▶ [Boundary labeling records]:
──────────────────────────────

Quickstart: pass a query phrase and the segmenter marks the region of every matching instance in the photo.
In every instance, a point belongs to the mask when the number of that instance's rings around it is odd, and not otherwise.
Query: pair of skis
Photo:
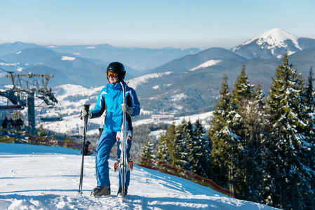
[[[123,88],[123,104],[126,104],[126,87],[123,86],[123,83],[121,82],[120,84]],[[90,108],[90,104],[85,104],[84,109],[86,113],[88,113]],[[84,116],[84,128],[83,128],[83,147],[84,148],[84,145],[86,144],[86,130],[87,130],[87,125],[88,125],[88,115]],[[128,148],[128,141],[127,139],[131,139],[132,134],[131,132],[128,131],[127,133],[126,130],[126,111],[123,111],[123,124],[121,125],[121,132],[117,132],[116,140],[120,140],[120,144],[118,146],[119,146],[119,149],[121,151],[120,160],[118,164],[118,171],[120,172],[121,178],[121,195],[122,195],[122,202],[124,202],[124,198],[126,196],[126,179],[127,172],[130,169],[130,167],[129,166],[129,163],[127,160],[127,148]],[[121,141],[122,140],[122,141]],[[84,155],[83,152],[82,152],[82,163],[81,166],[81,174],[80,174],[80,181],[79,184],[79,194],[82,195],[82,186],[83,186],[83,164],[84,164]],[[132,170],[132,169],[131,169]]]
[[[121,82],[120,84],[123,88],[123,104],[126,104],[126,87],[123,87],[123,83]],[[121,197],[122,202],[124,202],[124,198],[126,196],[126,176],[127,174],[127,172],[130,169],[129,166],[129,163],[127,160],[127,148],[128,148],[128,139],[131,139],[132,134],[131,132],[128,131],[127,132],[126,130],[126,111],[123,111],[123,124],[121,125],[121,132],[117,132],[117,135],[116,136],[116,139],[117,141],[120,140],[119,149],[121,151],[120,159],[118,162],[118,171],[120,172],[120,176],[121,178]],[[116,171],[116,170],[115,170]]]

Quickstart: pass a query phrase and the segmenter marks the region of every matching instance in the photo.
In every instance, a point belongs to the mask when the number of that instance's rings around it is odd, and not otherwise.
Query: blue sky
[[[314,0],[0,0],[0,43],[232,48],[274,28],[315,38]]]

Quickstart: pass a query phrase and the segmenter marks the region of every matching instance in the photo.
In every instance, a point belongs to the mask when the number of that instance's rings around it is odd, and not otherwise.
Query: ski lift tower
[[[8,98],[13,104],[28,107],[28,132],[36,134],[34,97],[43,100],[47,105],[53,106],[58,102],[51,92],[51,88],[47,88],[49,79],[53,77],[53,74],[8,73],[10,74],[6,74],[6,77],[11,78],[13,87],[4,92],[0,91],[0,96]]]

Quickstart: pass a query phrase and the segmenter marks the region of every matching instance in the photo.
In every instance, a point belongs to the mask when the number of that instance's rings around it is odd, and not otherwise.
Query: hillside
[[[86,156],[79,195],[81,155],[59,147],[2,144],[0,209],[275,209],[241,201],[184,178],[135,166],[128,195],[117,198],[118,178],[109,169],[112,195],[91,197],[95,156]],[[109,160],[112,166],[114,160]]]

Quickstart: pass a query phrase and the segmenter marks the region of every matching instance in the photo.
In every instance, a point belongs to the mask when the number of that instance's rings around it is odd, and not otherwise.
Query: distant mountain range
[[[293,68],[307,77],[310,68],[315,66],[315,39],[298,38],[279,29],[230,50],[5,43],[0,45],[0,67],[18,72],[18,66],[33,74],[53,74],[51,85],[74,84],[88,88],[105,85],[109,62],[121,61],[127,69],[126,80],[136,89],[144,110],[190,115],[213,110],[224,74],[233,88],[243,64],[250,83],[260,83],[267,94],[271,78],[282,63],[285,52],[290,55]],[[4,74],[0,72],[1,83],[10,84],[8,78],[1,76]],[[91,93],[92,98],[94,94]]]

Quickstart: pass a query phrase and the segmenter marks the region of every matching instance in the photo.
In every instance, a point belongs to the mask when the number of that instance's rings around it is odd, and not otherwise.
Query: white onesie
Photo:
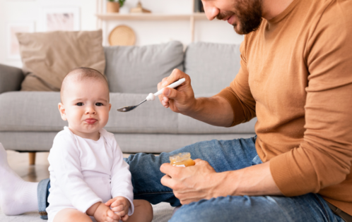
[[[129,166],[124,161],[114,135],[104,129],[99,132],[99,140],[94,141],[76,135],[64,127],[54,139],[48,157],[51,185],[48,222],[61,209],[72,208],[86,213],[95,203],[118,196],[129,200],[128,214],[133,214]]]

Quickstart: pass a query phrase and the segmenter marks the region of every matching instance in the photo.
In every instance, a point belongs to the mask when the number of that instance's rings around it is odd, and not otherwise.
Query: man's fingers
[[[204,164],[208,163],[208,161],[204,161],[201,159],[196,159],[193,161],[194,161],[194,163],[196,163],[196,165]]]
[[[121,217],[121,221],[126,221],[129,218],[129,216],[127,214],[124,215],[124,216]]]
[[[112,207],[111,209],[114,212],[119,212],[124,210],[124,205],[119,205],[115,207]]]
[[[111,210],[107,211],[107,216],[114,221],[119,221],[121,219],[121,217],[118,214],[116,214]]]
[[[124,203],[122,202],[122,200],[121,200],[121,199],[117,199],[112,204],[111,204],[111,207],[115,207],[115,206],[122,205]]]
[[[165,163],[160,166],[160,171],[166,175],[170,175],[172,178],[180,173],[181,169],[177,166],[171,166]]]
[[[173,181],[172,179],[168,175],[161,178],[160,183],[165,187],[172,189]]]
[[[165,100],[165,99],[164,99],[165,97],[166,97],[166,99],[177,99],[179,95],[180,92],[172,88],[166,87],[163,90],[163,100],[164,101]],[[169,99],[168,99],[168,100]]]
[[[112,204],[113,202],[114,202],[113,199],[109,199],[108,201],[106,202],[105,206],[110,206],[111,204]]]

──────────────────────────────

▶ [DIRECTIVE]: Recast every line of the records above as a JSON list of strings, one string per line, skipping blank lines and omitting the pictures.

▶ [CORRECT ANSWER]:
[
  "Quickstart: pass a query phrase and the segmenter marks the region of every matching instance in the photo.",
  "In every instance, a point belongs to the mask when the number of that instance's rings around it is odd, and not otherwise.",
  "Query: pair of skis",
  "Photo:",
  "[[[123,88],[123,104],[126,104],[126,87],[123,86],[123,83],[121,82],[120,84]],[[90,108],[90,104],[85,104],[84,109],[86,113],[88,113]],[[84,116],[84,128],[83,128],[83,147],[84,148],[84,145],[86,144],[86,130],[87,130],[87,125],[88,125],[88,115]],[[128,148],[128,141],[127,139],[131,139],[132,134],[131,132],[128,131],[127,133],[126,130],[126,111],[123,111],[123,124],[121,125],[121,132],[117,132],[116,140],[120,140],[120,144],[118,146],[119,146],[119,149],[121,151],[120,160],[118,164],[118,171],[120,172],[121,178],[121,195],[122,195],[122,202],[124,202],[124,198],[126,196],[126,179],[127,172],[130,169],[130,167],[129,166],[129,163],[127,160],[127,148]],[[121,141],[122,140],[122,141]],[[84,155],[83,152],[82,152],[82,163],[81,166],[81,174],[80,174],[80,181],[79,184],[79,194],[82,195],[82,186],[83,186],[83,164],[84,164]],[[132,170],[132,169],[131,169]]]",
  "[[[121,82],[120,84],[123,88],[123,104],[126,104],[126,87],[123,87],[123,83]],[[121,197],[122,202],[124,202],[124,198],[126,196],[126,176],[127,174],[127,172],[130,169],[129,166],[129,163],[127,160],[127,148],[128,148],[128,139],[131,139],[132,134],[131,132],[128,131],[127,132],[126,130],[126,111],[123,111],[123,124],[121,125],[121,132],[117,132],[117,135],[116,136],[116,139],[117,141],[120,140],[119,149],[121,151],[120,159],[118,162],[118,171],[120,172],[120,176],[121,178]],[[116,171],[116,170],[115,170]]]",
  "Quickstart: pass a query phrase and the segmenter marks the region of every matching instance in the photo.",
  "In every instance, a point belongs to the mask when the number of that instance's rings around it is odd, and not otherwise.",
  "Query: blue sky",
  "[[[314,0],[0,0],[0,43],[232,48],[274,28],[315,38]]]",
  "Quickstart: pass a query phrase and the segmenter marks the region of every matching instance in the photo.",
  "In every instance, a point belongs to the mask when the number of that instance's rings around it is odd, and not otherwise.",
  "Query: ski lift tower",
  "[[[8,98],[13,104],[28,107],[28,132],[36,134],[34,97],[43,100],[47,105],[53,106],[58,102],[51,92],[51,88],[47,88],[49,79],[53,77],[53,74],[8,73],[10,74],[6,74],[6,77],[11,78],[13,87],[4,92],[0,91],[0,96]]]",
  "Quickstart: pass a query phrase and the segmenter marks the region of every matching instance in the photo.",
  "In every instance, a point belongs to the mask when the number of that instance's rings around it is odd, and not otherwise.",
  "Query: hillside",
  "[[[86,156],[79,195],[81,155],[59,147],[2,144],[0,209],[275,209],[241,201],[184,178],[135,166],[128,195],[117,198],[118,178],[109,169],[112,195],[91,197],[95,156]],[[109,160],[112,166],[114,160]]]",
  "Quickstart: pass a query phrase and the segmenter marks the region of every matching instance in the photo.",
  "In every instance, a point belongs to the mask when the number of that instance's rings around it is odd, and not otherwise.",
  "Query: distant mountain range",
  "[[[293,68],[307,77],[310,68],[315,66],[315,39],[298,38],[279,29],[230,50],[5,43],[0,45],[0,67],[18,72],[18,66],[33,74],[53,74],[51,85],[74,84],[88,88],[105,85],[109,62],[121,61],[127,69],[126,80],[136,89],[144,110],[190,115],[213,110],[224,74],[233,88],[243,64],[250,83],[260,83],[267,94],[271,78],[282,63],[285,52],[290,55]],[[4,74],[0,72],[1,83],[10,84],[8,78],[1,76]],[[91,93],[92,98],[94,94]]]",
  "Quickstart: pass a query phrase and the segmenter marks the region of every matching instance in the photo.",
  "In every instance, a point belongs to the mask when the number of that instance's rings around it is odd, and not otherwise.",
  "Query: white onesie",
  "Photo:",
  "[[[129,166],[124,161],[114,135],[104,129],[99,132],[99,140],[94,141],[76,135],[64,127],[54,139],[48,157],[51,185],[48,222],[61,209],[72,208],[86,213],[95,203],[118,196],[129,200],[128,214],[133,214]]]",
  "Quickstart: pass a query phrase and the segmenter marks the region of every matching instance in the photo.",
  "In every instance, a point belongs to the mask when the number of that instance's rings around it is odd, and not otherwise.",
  "Query: man's fingers",
  "[[[204,164],[208,163],[208,161],[204,161],[201,159],[196,159],[193,161],[194,161],[194,163],[196,163],[196,165]]]",
  "[[[121,217],[121,221],[126,221],[129,218],[129,216],[127,214],[124,215],[124,216]]]",
  "[[[112,207],[111,209],[114,212],[119,212],[124,210],[124,205],[119,205],[115,207]]]",
  "[[[111,210],[107,211],[107,216],[114,221],[119,221],[121,219],[121,217],[118,214],[116,214]]]",
  "[[[124,203],[122,202],[122,200],[121,200],[121,199],[117,199],[112,204],[111,204],[111,207],[115,207],[115,206],[122,205]]]",
  "[[[165,163],[160,166],[160,171],[166,175],[170,175],[172,178],[180,173],[181,169],[177,166],[171,166]]]",
  "[[[173,181],[172,179],[168,175],[161,178],[160,183],[165,187],[172,189]]]",
  "[[[165,100],[165,99],[164,99],[165,97],[166,97],[166,99],[177,99],[179,95],[180,92],[172,88],[166,87],[163,90],[163,100],[164,101]],[[169,99],[168,99],[168,100]]]",
  "[[[112,204],[113,202],[114,202],[113,199],[109,199],[108,201],[106,202],[105,206],[110,206],[111,204]]]"
]